Source data:
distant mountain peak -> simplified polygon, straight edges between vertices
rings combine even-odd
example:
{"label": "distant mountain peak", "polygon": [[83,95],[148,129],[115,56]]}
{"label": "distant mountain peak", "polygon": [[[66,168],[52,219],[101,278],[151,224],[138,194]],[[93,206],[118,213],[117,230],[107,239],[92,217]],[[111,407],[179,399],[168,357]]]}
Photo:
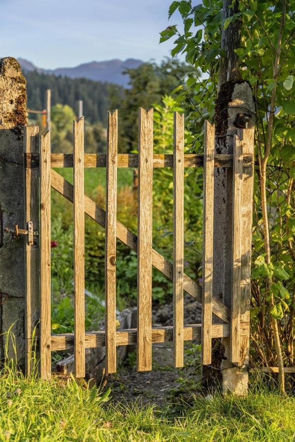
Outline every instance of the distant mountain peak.
{"label": "distant mountain peak", "polygon": [[22,69],[26,71],[36,71],[44,74],[60,75],[70,78],[88,78],[100,82],[108,82],[126,87],[129,79],[123,72],[127,69],[135,69],[144,62],[136,58],[127,58],[122,60],[118,58],[102,61],[93,60],[84,63],[74,67],[61,67],[56,69],[43,69],[35,66],[31,62],[19,58]]}

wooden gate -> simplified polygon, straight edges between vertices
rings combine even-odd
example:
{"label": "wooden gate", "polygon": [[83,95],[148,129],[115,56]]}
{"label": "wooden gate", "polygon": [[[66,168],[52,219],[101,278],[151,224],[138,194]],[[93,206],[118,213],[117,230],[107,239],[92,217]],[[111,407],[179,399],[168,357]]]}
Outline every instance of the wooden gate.
{"label": "wooden gate", "polygon": [[[113,373],[116,370],[116,347],[135,343],[137,343],[137,369],[140,371],[151,369],[151,348],[154,343],[173,341],[174,365],[181,367],[183,364],[184,341],[201,340],[203,363],[208,364],[211,362],[212,338],[229,336],[231,339],[231,360],[236,365],[240,365],[241,336],[249,335],[249,315],[241,316],[240,311],[242,285],[241,282],[242,251],[241,217],[243,210],[241,186],[245,175],[251,178],[252,182],[253,173],[253,152],[248,151],[247,154],[243,154],[242,140],[244,131],[240,130],[239,137],[234,136],[233,155],[214,154],[214,127],[206,122],[204,155],[185,155],[183,115],[176,112],[173,155],[153,155],[153,110],[147,112],[140,109],[138,155],[118,154],[118,114],[117,111],[115,110],[108,113],[107,150],[105,155],[84,154],[83,118],[74,122],[73,131],[74,149],[72,155],[51,153],[50,132],[44,136],[39,137],[37,127],[26,128],[25,221],[30,223],[31,231],[30,241],[28,242],[26,246],[28,372],[30,372],[30,370],[33,330],[39,318],[40,373],[44,379],[49,379],[51,377],[52,352],[65,350],[73,347],[75,375],[77,377],[83,377],[85,375],[86,348],[105,346],[106,370],[108,373]],[[174,264],[152,247],[153,168],[166,167],[173,167],[174,173]],[[184,168],[196,167],[204,167],[204,169],[203,295],[198,284],[183,272]],[[213,190],[214,168],[216,167],[233,169],[234,228],[231,309],[212,296]],[[74,185],[72,185],[53,170],[54,167],[73,167]],[[105,211],[84,194],[85,167],[106,168]],[[138,167],[138,236],[117,221],[118,167]],[[52,335],[51,332],[51,188],[73,204],[75,294],[73,333]],[[251,189],[250,190],[251,193]],[[85,332],[85,213],[105,228],[105,332]],[[117,238],[138,255],[137,329],[116,330]],[[152,327],[152,266],[173,281],[173,327]],[[244,280],[244,285],[249,284],[249,276],[246,279],[247,281],[245,283]],[[202,304],[202,325],[184,325],[184,291]],[[212,324],[213,314],[221,320],[218,321],[219,323]]]}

What you are asked to do: Filter the items above, copying each line that contains the word "vertices". Case counts.

Solution below:
distant mountain peak -> simplified polygon, straight edges between vertices
wooden gate -> simplified polygon, straight edges between vertices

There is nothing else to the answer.